**Compito richiesto:** Secondo il brano su Gil De Ponti, con quale squadra egli esordì in serie A?
───── Brano di testo ─────
Avevo un’immagine lontana nel tempo di Gil De Ponti, datata 1975.
Ero in classe con Giampaolo Panichi, grande capitano della Rufina (riuscì pure a farmi provare, ma mi scartarono, giustamente), che lo conosceva per motivi calcistici e quando esordì in serie A col Cesena sembrò quasi che per interposta persona giocasse tutta la seconda L del glorioso Duca D’Aosta.
Trentotto anni dopo lo ritrovo all’aeroporto di Cluji felicemente mischiato con gli altri tifosi del Viola Club Lippi e la scoperta merita qualche riga.
Nel cazzeggio pre partenza siamo in un gruppetto di persone e lui, chiacchierando del più e del meno, dice di aver giocato in terza categoria.
Con un pizzico d’orgoglio gli dico che ho fatto la seconda nel Doccia e che comunque un po’ è vero, “essere andati in campo aiuta a capire il calcio”.
───── Dati estratti ─────
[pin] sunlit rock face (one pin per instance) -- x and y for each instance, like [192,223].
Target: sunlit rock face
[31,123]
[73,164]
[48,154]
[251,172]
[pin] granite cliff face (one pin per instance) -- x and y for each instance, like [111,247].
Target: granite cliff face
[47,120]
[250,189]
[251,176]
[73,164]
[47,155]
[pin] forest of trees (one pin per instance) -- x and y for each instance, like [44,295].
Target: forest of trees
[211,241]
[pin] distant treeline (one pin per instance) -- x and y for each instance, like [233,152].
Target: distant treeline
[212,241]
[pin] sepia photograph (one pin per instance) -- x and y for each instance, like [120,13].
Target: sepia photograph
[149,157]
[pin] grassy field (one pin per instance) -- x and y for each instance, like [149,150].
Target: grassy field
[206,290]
─────
**Risposta:** Con il Cesena.